**TASK INSTRUCTIONS**
Extend the passage on API performance benchmarking, picking up right after its final sentence.

**GIVEN PASSAGE**

■ ■ ■ ■ ■

Testing & Mocking

API Performance Benchmarking: Establishing and Tracking Baselines

How to establish API performance baselines, track them over time, and catch regressions — benchmarking methodology, statistical significance, and CI integration.

Why Benchmark

Performance regressions are silent bugs. A database query that used to take 5ms now takes 250ms because someone added a missing index migration that never got written. The feature passes all functional tests but degrades under load. Without benchmarks, you discover this in production when users complain.

Benchmarking serves three purposes:

  • Regression detection: Catch performance degradation before deployment
  • Capacity planning: Know how many requests/second your API can handle before you need to scale
  • SLO validation: Verify that p99 latency stays within your Service Level Objective

Benchmarking Methodology

Raw benchmark numbers are meaningless without methodology. A benchmark that doesn't control for warm-up, sample size, and environmental variables produces noise, not data.

Warm-Up Phase

APIs are slower on first requests — JIT compilation, connection pool initialization, cold caches. Always discard warm-up results:

// k6: discard first 30 seconds as warm-up
export const options = {
  stages: [
    { duration: '30s', target: 10 },   // warm-up (not measured)
    { duration: '2m',  target: 10 },   // steady state (measured)
    { duration: '10s', target: 0  },   // ramp-down
  ],
  thresholds: {
    // Only check thresholds after warm-up
    'http_req_duration{phase:steady}': ['p(95)<200'],
  },
};

export default function () {
  const phase = __VU <= 10 && __ITER < 5 ? 'warmup' : 'steady';
  const tags = { phase };
  http.get('https://api.example.com/products', { tags });
}

Sample Size

More samples = more statistical confidence. For latency benchmarks, aim for at least:

  • 1,000 requests for p95 accuracy
  • 10,000 requests for p99 accuracy
  • 100,000 requests for p99.9 accuracy

p99 calculated from 100 samples is nearly meaningless — the 99th percentile of 100 samples is just the maximum.

■ ■ ■ ■ ■

**GIVEN ENTRIES**
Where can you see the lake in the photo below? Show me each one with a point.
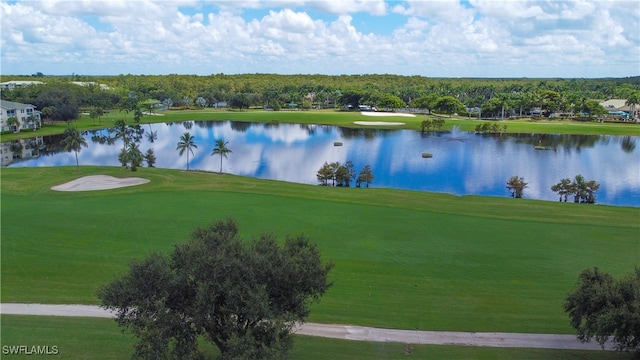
(462, 163)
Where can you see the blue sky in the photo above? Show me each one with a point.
(443, 38)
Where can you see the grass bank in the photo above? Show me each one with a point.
(336, 118)
(403, 259)
(79, 338)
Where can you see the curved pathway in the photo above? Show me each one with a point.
(351, 332)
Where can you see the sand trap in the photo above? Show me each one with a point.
(378, 123)
(98, 182)
(381, 123)
(380, 113)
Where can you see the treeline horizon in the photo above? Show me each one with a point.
(494, 96)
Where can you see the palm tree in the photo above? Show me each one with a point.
(633, 99)
(222, 150)
(73, 141)
(186, 143)
(516, 185)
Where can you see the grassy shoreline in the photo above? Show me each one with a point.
(431, 261)
(335, 118)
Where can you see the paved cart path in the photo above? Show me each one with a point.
(352, 332)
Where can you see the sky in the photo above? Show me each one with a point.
(442, 38)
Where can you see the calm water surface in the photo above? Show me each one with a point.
(462, 163)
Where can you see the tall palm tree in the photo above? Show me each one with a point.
(186, 143)
(222, 150)
(633, 99)
(73, 141)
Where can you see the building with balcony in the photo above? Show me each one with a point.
(26, 116)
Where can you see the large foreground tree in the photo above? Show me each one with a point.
(245, 297)
(73, 141)
(606, 309)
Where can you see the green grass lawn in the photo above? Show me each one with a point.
(403, 259)
(333, 117)
(82, 338)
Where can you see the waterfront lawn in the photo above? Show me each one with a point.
(83, 338)
(403, 259)
(334, 118)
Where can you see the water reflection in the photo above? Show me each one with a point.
(462, 163)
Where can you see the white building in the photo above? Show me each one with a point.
(22, 149)
(12, 85)
(26, 114)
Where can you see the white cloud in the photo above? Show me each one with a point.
(433, 38)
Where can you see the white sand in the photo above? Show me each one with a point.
(381, 113)
(98, 182)
(381, 123)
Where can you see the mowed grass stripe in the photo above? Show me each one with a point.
(403, 259)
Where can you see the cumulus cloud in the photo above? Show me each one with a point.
(433, 38)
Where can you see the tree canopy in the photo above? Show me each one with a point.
(245, 297)
(606, 308)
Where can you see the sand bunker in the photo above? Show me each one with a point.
(380, 113)
(378, 123)
(381, 123)
(98, 182)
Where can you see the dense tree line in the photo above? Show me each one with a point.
(492, 97)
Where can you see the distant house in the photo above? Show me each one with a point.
(26, 114)
(12, 85)
(619, 108)
(91, 83)
(17, 150)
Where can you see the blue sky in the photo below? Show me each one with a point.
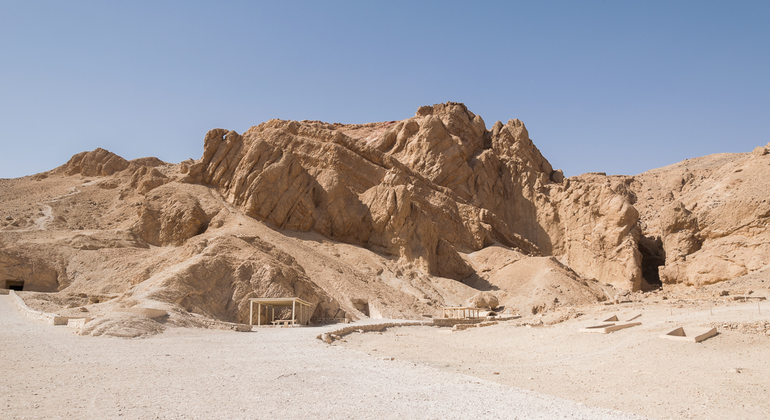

■ ■ ■ ■ ■

**ANSWER**
Controlling Variables

# Bad: benchmark on developer laptop with other processes running
wrk -t4 -c100 -d60s http://localhost:8000/api/products

# Good: benchmark on dedicated CI runner with consistent hardware
# - Same instance type (e.g., c5.xlarge) every time
# - Benchmark against staging, not production
# - Run at the same time of day to avoid traffic-driven DB cache differences
# - Use the same dataset (seed the DB before each benchmark run)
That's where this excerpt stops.